[TASK ITEM]
The whole listing is to be transcribed exactly as it stands.
START PROVIDED DATA
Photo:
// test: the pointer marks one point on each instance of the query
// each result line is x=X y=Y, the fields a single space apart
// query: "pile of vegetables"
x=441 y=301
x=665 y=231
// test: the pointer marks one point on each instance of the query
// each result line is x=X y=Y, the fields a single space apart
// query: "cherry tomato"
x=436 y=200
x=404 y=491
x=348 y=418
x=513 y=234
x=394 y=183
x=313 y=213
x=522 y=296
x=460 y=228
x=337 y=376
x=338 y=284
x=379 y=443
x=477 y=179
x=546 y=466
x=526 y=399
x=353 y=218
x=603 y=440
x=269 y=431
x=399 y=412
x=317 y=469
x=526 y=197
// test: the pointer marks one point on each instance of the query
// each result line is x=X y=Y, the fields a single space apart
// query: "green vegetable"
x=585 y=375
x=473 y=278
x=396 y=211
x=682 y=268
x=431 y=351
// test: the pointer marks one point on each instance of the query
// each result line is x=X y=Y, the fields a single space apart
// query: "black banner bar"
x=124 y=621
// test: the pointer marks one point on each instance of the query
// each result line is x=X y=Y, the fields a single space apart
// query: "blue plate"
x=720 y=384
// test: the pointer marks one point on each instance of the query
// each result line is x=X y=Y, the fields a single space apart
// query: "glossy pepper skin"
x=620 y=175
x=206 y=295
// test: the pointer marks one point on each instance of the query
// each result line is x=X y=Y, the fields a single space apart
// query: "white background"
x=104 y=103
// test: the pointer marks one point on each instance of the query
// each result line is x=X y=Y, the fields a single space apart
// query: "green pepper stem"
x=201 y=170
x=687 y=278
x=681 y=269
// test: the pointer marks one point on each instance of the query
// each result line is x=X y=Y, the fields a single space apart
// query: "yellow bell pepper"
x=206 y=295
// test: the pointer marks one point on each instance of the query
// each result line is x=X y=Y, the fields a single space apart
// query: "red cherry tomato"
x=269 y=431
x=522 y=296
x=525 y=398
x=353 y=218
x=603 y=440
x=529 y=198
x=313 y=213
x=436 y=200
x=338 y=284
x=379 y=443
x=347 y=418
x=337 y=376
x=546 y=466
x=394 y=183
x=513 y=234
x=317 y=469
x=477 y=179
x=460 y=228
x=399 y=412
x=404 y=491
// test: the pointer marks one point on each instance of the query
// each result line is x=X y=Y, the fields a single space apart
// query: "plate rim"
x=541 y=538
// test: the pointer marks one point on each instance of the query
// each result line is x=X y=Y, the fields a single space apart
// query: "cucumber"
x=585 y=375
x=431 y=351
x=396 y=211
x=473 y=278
END PROVIDED DATA
[RESPONSE]
Photo:
// test: the pointer marks one point on each instance of the query
// each result line is x=X y=Y, the fields a single space apart
// query: "pile of vegetables"
x=441 y=301
x=665 y=231
// test: the pointer marks one point on each instance of the query
// each result line is x=X y=Y, the fields a single space apart
// query: "cherry tomato"
x=436 y=200
x=404 y=491
x=348 y=418
x=513 y=234
x=394 y=183
x=313 y=213
x=522 y=296
x=460 y=228
x=337 y=376
x=338 y=284
x=379 y=443
x=477 y=179
x=546 y=466
x=526 y=399
x=353 y=218
x=603 y=440
x=269 y=431
x=399 y=412
x=317 y=469
x=526 y=197
// test: the pointer marks one point on each instance of the query
// each result line is x=X y=Y, the fields a single space apart
// query: "green vegetable"
x=585 y=375
x=473 y=278
x=396 y=211
x=682 y=268
x=431 y=351
// test: the pointer marks one point on each instance of the query
// each result line is x=X y=Y, the fields a single space apart
// query: "black banner bar"
x=124 y=621
// test: the pointer marks one point on each instance of the query
// each result line is x=X y=Y, the fields a single space apart
// query: "blue plate"
x=720 y=384
// test: the pointer marks one point on each instance of the query
// each result line is x=X y=Y, the fields a single space apart
// query: "glossy pepper skin"
x=620 y=175
x=206 y=295
// test: the pointer marks one point on each instance of the query
// each result line is x=X y=Y, the fields a single space apart
// query: "white background"
x=104 y=103
// test: the pointer marks one point on each instance of the query
// each result line is x=X y=Y, the fields a single space apart
// query: "green pepper stem"
x=201 y=170
x=687 y=278
x=681 y=269
// test: the pointer marks one point on each instance of the query
// each result line is x=X y=Y, the fields a single space apart
// query: "yellow bell pepper"
x=206 y=295
// test: the pointer marks one point on each instance of the query
// each result line is x=X y=Y, the fields a single space apart
// query: "red cherry tomato"
x=269 y=431
x=522 y=296
x=525 y=398
x=353 y=218
x=603 y=440
x=529 y=198
x=313 y=213
x=436 y=200
x=338 y=284
x=379 y=443
x=347 y=418
x=337 y=376
x=546 y=466
x=394 y=183
x=513 y=234
x=317 y=469
x=477 y=179
x=460 y=228
x=399 y=412
x=404 y=491
// test: the pointer marks one point on each instance of the query
// each result line is x=X y=Y, the fields a single space apart
// query: "plate rim"
x=541 y=538
// test: the pointer marks one point on each instance of the query
// each result line is x=X y=Y, the fields a single space apart
// query: "cucumber"
x=585 y=375
x=431 y=351
x=396 y=211
x=473 y=278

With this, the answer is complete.